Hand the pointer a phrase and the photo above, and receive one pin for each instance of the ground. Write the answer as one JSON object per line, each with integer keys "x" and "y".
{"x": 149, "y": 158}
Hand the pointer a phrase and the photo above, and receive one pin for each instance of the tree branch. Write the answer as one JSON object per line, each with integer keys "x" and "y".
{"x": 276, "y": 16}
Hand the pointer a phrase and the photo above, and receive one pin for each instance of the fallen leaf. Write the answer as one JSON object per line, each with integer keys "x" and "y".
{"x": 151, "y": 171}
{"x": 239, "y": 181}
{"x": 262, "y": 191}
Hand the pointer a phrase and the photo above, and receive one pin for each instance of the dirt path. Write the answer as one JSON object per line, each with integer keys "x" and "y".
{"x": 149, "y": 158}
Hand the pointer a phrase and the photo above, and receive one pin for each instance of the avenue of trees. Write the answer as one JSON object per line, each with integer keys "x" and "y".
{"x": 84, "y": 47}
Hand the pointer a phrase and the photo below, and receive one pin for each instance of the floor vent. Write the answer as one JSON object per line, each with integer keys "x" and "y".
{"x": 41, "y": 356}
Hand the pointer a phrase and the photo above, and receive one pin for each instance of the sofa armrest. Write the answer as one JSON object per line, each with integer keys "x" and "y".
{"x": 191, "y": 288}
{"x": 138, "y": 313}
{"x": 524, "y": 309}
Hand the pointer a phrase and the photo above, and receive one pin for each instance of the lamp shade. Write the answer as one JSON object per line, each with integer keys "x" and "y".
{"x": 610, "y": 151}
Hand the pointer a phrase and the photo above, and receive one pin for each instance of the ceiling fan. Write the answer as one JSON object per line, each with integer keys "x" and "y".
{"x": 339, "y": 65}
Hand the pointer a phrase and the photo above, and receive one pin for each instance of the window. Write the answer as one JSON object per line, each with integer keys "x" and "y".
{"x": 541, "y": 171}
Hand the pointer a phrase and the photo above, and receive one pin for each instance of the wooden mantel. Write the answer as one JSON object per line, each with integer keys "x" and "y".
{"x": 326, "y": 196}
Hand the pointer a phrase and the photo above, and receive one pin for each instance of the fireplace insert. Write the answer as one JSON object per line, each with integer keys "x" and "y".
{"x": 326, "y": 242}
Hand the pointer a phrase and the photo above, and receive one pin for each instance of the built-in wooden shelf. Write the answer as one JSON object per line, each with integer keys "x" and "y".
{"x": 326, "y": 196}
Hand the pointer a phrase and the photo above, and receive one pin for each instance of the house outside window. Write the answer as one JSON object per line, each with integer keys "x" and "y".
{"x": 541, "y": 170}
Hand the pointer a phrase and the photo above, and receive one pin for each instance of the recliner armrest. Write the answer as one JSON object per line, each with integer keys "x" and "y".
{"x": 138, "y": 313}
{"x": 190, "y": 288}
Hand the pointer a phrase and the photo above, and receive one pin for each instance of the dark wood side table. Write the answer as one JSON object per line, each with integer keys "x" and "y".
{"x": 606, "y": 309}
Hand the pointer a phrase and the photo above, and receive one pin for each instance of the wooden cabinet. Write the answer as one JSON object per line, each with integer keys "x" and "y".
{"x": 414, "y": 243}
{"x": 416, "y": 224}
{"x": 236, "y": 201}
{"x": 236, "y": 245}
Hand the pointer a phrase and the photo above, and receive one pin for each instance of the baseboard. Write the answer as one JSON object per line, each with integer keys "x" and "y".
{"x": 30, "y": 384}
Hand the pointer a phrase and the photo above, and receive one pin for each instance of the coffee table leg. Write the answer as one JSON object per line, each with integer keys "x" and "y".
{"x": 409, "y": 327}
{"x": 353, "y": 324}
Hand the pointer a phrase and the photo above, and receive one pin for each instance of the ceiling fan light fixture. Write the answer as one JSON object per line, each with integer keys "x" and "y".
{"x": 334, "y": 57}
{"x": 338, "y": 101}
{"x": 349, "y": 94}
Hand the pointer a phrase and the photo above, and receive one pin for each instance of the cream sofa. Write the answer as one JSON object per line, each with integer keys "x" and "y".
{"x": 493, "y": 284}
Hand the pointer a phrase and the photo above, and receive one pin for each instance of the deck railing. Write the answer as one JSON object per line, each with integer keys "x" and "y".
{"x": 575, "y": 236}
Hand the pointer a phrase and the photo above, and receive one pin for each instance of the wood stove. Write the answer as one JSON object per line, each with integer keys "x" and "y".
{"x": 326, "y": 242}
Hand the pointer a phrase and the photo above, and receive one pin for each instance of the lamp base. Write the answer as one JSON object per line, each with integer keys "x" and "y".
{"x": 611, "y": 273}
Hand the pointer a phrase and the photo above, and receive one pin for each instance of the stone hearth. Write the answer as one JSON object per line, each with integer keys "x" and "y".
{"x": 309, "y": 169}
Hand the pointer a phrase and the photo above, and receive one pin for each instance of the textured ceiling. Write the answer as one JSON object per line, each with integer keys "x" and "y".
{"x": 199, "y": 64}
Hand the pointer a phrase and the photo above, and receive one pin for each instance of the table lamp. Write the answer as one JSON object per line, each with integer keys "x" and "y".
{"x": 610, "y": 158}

== == ==

— WHAT THE TASK ASKS —
Write out, please, all of the material above exactly as written.

— RESPONSE BELOW —
Hand the pointer a phrase and the photo above, and receive one pin for each instance of the ground. Write the answer as one JSON object per line, each with integer keys "x" and "y".
{"x": 149, "y": 158}
Hand the pointer a phrase and the photo above, and receive one pin for each instance of the tree branch. Write the answer as one JSON object per line, each with integer keys "x" and "y".
{"x": 276, "y": 16}
Hand the pointer a phrase and the photo above, and receive one pin for each instance of the fallen leaf. Write the answer as one JSON object per line, each with integer keys "x" and "y".
{"x": 151, "y": 171}
{"x": 239, "y": 181}
{"x": 262, "y": 191}
Hand the pointer a phrase and the photo above, and receive one pin for each instance of the dirt path. Write the answer as one JSON object per line, each with integer keys "x" and "y".
{"x": 149, "y": 158}
Hand the pointer a phrase and the photo above, and receive one pin for each instance of the avenue of trees. Write the answer as one JSON object per line, each with integer keys "x" and "y".
{"x": 84, "y": 47}
Hand the pointer a phrase and the photo below, and receive one pin for each instance of the floor vent. Write the answer as one JSON object per line, each with integer keys "x" and "y".
{"x": 41, "y": 356}
Hand the pointer a phrase and the photo above, and receive one pin for each instance of the sofa armrest. Write the answer as one JSON object per line, each with integer keys "x" and "y".
{"x": 191, "y": 288}
{"x": 138, "y": 313}
{"x": 524, "y": 309}
Hand the pointer a phrase and the photo above, and receive one pin for each instance of the lamp shade. Write the answer as one JSON object per line, each with integer keys "x" and "y".
{"x": 610, "y": 151}
Hand the pointer a phrase and the photo above, and receive one pin for each instance of the ceiling fan. Write the answer as one JSON object per line, each with integer keys "x" and "y".
{"x": 339, "y": 65}
Hand the pointer a phrase and the photo above, and receive one pin for each instance of the window. Write the answer as one JSON object per line, each with integer keys "x" and "y".
{"x": 541, "y": 171}
Hand the pointer a phrase and the photo above, and receive one pin for each instance of the wooden mantel. Write the answer as one JSON object per line, each with integer keys "x" and "y".
{"x": 326, "y": 196}
Hand the pointer a phrase and the photo above, and receive one pin for each instance of the fireplace insert. Write the answer as one JSON object per line, each with integer keys "x" and "y".
{"x": 326, "y": 242}
Hand the pointer a phrase and the photo above, and receive one pin for each instance of the built-in wooden shelf. Write the answer as one JSON object per line, each with integer keys "x" and "y".
{"x": 326, "y": 196}
Hand the pointer a phrase and the photo above, and receive one pin for each instance of the house outside window. Write the answer as one JSON object per line, each with integer keys "x" and "y".
{"x": 541, "y": 170}
Hand the pointer a phrase and the photo above, and receive one pin for each instance of the recliner armrest. Write the answer as one JSON object per line, each with integer keys "x" and "y".
{"x": 138, "y": 313}
{"x": 190, "y": 288}
Hand the pointer a phrase and the photo above, and receive one pin for each instance of the dark wood side table. Write the answer as one JSON object per line, each with integer keys "x" and "y".
{"x": 606, "y": 309}
Hand the pointer a phrase and the photo above, and receive one pin for each instance of the wooden cabinet. Write the answer as one JSON object per line, each with integer keys "x" and "y".
{"x": 414, "y": 243}
{"x": 416, "y": 224}
{"x": 236, "y": 201}
{"x": 236, "y": 245}
Hand the pointer a phrase and the photo above, and receive one pin for each instance of the baseboard. Write the answer as one JSON object per line, each with integer keys "x" and "y".
{"x": 30, "y": 384}
Hand the pointer a phrase and the photo above, and receive one pin for each instance of the coffee table leg. Write the answer as one JSON object per line, each with integer keys "x" and "y".
{"x": 409, "y": 327}
{"x": 353, "y": 324}
Hand the pointer a phrase and the photo above, and receive one pin for each instance of the ceiling fan light fixture. Write the answer as one JSON object per line, each with integer keys "x" and "y".
{"x": 334, "y": 57}
{"x": 338, "y": 101}
{"x": 349, "y": 94}
Hand the pointer a phrase and the photo above, and receive one pin for each instance of the cream sofa. Write the answer as one JSON object per line, each with integer keys "x" and "y".
{"x": 493, "y": 284}
Hand the pointer a phrase and the photo above, and receive one pin for each instance of the deck railing. Write the answer as one JSON object per line, each with integer keys "x" and "y".
{"x": 575, "y": 236}
Hand the pointer a phrase and the photo above, and receive one pin for each instance of the wood stove. Write the answer as one JSON object per line, each with integer keys "x" and "y".
{"x": 326, "y": 242}
Hand the pointer a phrase and the photo above, and receive one pin for each instance of the lamp base. Write the answer as one JSON object per line, each with integer keys "x" and "y".
{"x": 611, "y": 273}
Hand the pointer a phrase and the photo above, and receive one pin for each instance of the stone hearth. Write the answer as one JSON object per line, each with integer keys "x" and "y".
{"x": 309, "y": 169}
Hand the pointer a phrase and the photo above, and receive one pin for each instance of the textured ceiling. Write the answer as one JSON object per line, each with integer keys "x" and "y".
{"x": 199, "y": 64}
Hand the pointer a phrase and the photo above, and receive one pin for each instance of the table lamp. Write the answer as one JSON object per line, each with integer keys "x" and "y".
{"x": 610, "y": 158}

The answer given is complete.